# Start of Source records

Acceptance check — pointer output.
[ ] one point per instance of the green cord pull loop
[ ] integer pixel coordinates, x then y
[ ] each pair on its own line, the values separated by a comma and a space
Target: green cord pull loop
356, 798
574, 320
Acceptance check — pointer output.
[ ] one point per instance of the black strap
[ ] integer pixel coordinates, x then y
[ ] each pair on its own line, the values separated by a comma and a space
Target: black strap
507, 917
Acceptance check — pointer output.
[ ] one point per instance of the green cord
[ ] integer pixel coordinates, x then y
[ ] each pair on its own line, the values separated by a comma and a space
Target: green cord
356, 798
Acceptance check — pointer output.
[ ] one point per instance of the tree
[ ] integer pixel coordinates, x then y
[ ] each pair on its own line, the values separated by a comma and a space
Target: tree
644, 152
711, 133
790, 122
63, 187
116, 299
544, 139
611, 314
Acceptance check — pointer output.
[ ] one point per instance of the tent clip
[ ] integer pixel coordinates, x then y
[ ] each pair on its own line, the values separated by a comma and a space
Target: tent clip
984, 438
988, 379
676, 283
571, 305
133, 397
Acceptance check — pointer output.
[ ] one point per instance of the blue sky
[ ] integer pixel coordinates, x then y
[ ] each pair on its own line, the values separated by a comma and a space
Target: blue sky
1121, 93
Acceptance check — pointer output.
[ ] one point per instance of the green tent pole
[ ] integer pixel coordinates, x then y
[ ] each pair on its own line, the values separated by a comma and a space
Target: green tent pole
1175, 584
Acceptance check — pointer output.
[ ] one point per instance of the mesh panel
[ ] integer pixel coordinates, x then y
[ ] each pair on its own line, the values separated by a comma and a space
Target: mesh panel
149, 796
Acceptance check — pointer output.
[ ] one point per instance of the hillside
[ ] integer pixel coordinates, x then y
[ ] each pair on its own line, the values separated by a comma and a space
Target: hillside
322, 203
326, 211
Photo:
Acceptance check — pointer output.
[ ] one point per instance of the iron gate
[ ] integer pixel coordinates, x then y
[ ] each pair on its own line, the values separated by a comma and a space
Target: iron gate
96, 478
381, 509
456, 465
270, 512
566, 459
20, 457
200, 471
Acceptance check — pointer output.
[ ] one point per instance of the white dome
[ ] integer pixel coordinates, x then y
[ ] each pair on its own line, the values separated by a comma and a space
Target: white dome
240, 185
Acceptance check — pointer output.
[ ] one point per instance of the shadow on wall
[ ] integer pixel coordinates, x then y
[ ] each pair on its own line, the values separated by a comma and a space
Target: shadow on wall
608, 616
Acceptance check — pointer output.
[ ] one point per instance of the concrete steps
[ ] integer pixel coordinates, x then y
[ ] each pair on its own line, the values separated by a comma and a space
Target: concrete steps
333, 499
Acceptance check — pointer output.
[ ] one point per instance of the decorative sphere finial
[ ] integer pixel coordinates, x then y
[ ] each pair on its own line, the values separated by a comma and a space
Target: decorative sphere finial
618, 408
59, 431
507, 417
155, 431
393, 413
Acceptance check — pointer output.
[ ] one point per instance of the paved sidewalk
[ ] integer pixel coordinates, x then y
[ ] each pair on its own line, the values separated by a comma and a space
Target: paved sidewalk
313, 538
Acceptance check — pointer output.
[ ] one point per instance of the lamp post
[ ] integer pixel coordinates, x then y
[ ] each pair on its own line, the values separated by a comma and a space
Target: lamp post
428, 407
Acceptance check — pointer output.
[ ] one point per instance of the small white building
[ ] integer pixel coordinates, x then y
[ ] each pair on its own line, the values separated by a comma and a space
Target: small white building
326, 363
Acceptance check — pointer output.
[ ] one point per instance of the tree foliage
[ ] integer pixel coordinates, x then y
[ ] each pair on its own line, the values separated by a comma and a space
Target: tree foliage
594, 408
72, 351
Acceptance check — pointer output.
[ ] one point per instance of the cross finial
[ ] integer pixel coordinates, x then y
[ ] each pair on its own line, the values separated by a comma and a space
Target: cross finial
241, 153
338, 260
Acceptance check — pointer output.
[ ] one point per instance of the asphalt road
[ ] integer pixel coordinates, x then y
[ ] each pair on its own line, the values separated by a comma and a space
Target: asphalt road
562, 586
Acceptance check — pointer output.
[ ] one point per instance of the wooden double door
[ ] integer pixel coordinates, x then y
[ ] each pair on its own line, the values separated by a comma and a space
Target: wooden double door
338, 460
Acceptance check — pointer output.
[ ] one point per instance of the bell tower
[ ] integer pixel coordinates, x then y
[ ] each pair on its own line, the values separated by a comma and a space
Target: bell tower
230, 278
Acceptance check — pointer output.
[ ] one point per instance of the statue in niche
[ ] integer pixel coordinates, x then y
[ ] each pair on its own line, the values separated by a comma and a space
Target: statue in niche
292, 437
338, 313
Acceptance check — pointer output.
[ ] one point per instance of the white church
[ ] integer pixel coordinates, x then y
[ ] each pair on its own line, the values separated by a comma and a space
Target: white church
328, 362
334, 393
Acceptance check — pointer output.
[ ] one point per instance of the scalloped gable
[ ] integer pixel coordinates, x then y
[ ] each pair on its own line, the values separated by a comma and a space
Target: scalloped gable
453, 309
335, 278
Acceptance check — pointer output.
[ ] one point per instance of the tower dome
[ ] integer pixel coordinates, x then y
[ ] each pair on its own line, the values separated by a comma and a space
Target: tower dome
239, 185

# End of Source records

Transcribe every line of the data, exactly as it stands.

_Exercise response_.
Acceptance check — pointer output.
[ ] one point per instance of the green cord pull loop
[ ] integer pixel coordinates, x then y
[ ] each pair on its own line, the values separated by a comma and a space
Target: green cord pull loop
356, 798
574, 320
Acceptance check — pointer output.
[ ] one point per instance of the black strap
[ ] integer pixel coordinates, x then y
[ ] each pair on its own line, the values separated by a comma and a space
Target: black strap
507, 917
Acceptance check — pointer output.
[ ] one point per instance of the green cord
[ ] integer pixel coordinates, x then y
[ ] each pair on its own line, the values separated by a comma and a space
Target: green cord
356, 798
Acceptance check — pointer output.
[ ] one point per instance of the tree
[ ] integer pixel coordinates, x then y
[ ] each pair on its own line, the values separated by a comma and a space
Target: tree
644, 152
711, 133
790, 122
63, 187
116, 299
544, 139
611, 314
Acceptance check — pointer output.
[ ] one point per instance of the tent clip
[ ] integer pixel coordinates, x then y
[ ] each pair on its own line, the values separated by a comma and a space
Target: tent clip
984, 438
988, 379
676, 283
571, 305
133, 397
Acceptance check — pointer output.
[ ] one point per instance of the blue sky
[ ] integer pixel coordinates, x then y
[ ] each pair on its own line, the values separated by a comma and a space
Target: blue sky
1121, 93
Acceptance check — pointer output.
[ ] one point per instance of the green tent pole
[ ] integer pixel coordinates, x then y
[ ] each pair on its own line, the values separated by a comma and a space
Target: green tent pole
1175, 584
Acceptance check — pointer output.
[ ] one point per instance of the mesh panel
[ ] integer pixel coordinates, x then y
[ ] each pair on its own line, the values separated by a comma and a space
Target: mesh panel
149, 796
Acceptance check — pointer output.
[ ] one point per instance of the hillside
[ ] integer pixel coordinates, x then y
[ ] each pair on its own line, the values separated by a comma and a space
Target: hillside
322, 203
326, 211
Photo:
Acceptance check — pointer output.
[ ] one point per instance of the iron gate
[ ] integer pixel coordinates, x then y
[ ] each pair on its own line, the values separated by a comma and a space
Target: iron gate
96, 478
381, 509
456, 465
270, 512
566, 459
20, 457
200, 471
Acceptance check — pointer output.
[ ] one point per instance of the white dome
[ ] integer pixel coordinates, x then y
[ ] each pair on its own line, the values separated by a comma and a space
Target: white dome
240, 185
Acceptance check — pointer output.
[ ] one point per instance of the shadow on wall
[ ] integer pixel coordinates, x then y
[ ] each pair on its own line, the values separated by a comma and a space
Target: shadow on wall
608, 616
Acceptance check — pointer output.
[ ] one point per instance of the concrete steps
[ ] integer pixel coordinates, x then y
[ ] each pair on its own line, the values separated by a comma and a space
Target: concrete steps
333, 499
Acceptance check — pointer output.
[ ] one point per instance of the decorative sphere finial
[ ] integer pixel coordinates, x then y
[ ] each pair on its own line, the values separated by a comma and a space
Target: decorative sphere finial
618, 408
59, 431
507, 417
155, 431
393, 413
Acceptance check — pointer output.
[ ] one point per instance of the paved sidewalk
[ ] integer pixel coordinates, x then y
[ ] each pair on its own line, the values separated by a comma and a space
Target: paved sidewalk
313, 538
Acceptance check — pointer output.
[ ] one point per instance of the lamp post
[ ] integer pixel coordinates, x then y
[ ] each pair on its own line, the values separated by a comma and a space
Target: lamp post
428, 407
Acceptance check — pointer output.
[ ] one point per instance of the small white building
[ ] integer pixel coordinates, x then y
[ ] each pair on its own line, the values separated by a comma and a space
Target: small white building
326, 363
Acceptance check — pointer output.
[ ] one point per instance of the tree foliage
[ ] integer pixel coordinates, x then y
[ ] each pair on its own line, the values separated by a comma and a space
Target: tree foliage
594, 408
72, 351
Acceptance check — pointer output.
[ ] one point per instance of the cross finial
[ ] integer pixel coordinates, x then y
[ ] each pair on its own line, the values separated by a comma and a space
Target: cross finial
241, 153
338, 260
Acceptance check — pointer output.
[ ] one point per instance of the asphalt road
[ ] integer pixel coordinates, x then y
[ ] each pair on its own line, the values separated by a comma and a space
Target: asphalt road
562, 586
Acceptance check — pointer output.
[ ] one point per instance of the wooden double door
[ ] integer pixel coordinates, x then y
[ ] each pair on its own line, the values separated by a comma and a space
Target: wooden double door
338, 460
Acceptance check — pointer output.
[ ] one point per instance of the bell tower
[ ] integer pixel coordinates, x then y
[ ] each pair on its own line, the values separated by a comma and a space
Target: bell tower
230, 278
Acceptance check — pointer output.
[ ] one point per instance of the statue in niche
[ ] integer pixel coordinates, x then y
[ ] each pair on its own line, the values separated by a comma and a space
Target: statue in niche
292, 437
338, 313
Acceptance check — pointer output.
[ ] one point per instance of the white church
[ ] integer pixel coordinates, x then y
[ ] each pair on its own line, the values separated by a comma and a space
Target: white church
328, 362
334, 393
Acceptance check — pointer output.
[ ] one point per instance of the scalloped gable
[ ] integer pixel coordinates, x then y
[ ] each pair on its own line, the values separated by a comma and a space
Target: scalloped gable
453, 309
335, 278
Acceptance check — pointer output.
[ ] one point per instance of the tower dome
[ ] integer pixel coordinates, x then y
[ ] each pair on its own line, the values separated by a comma and a space
Target: tower dome
239, 185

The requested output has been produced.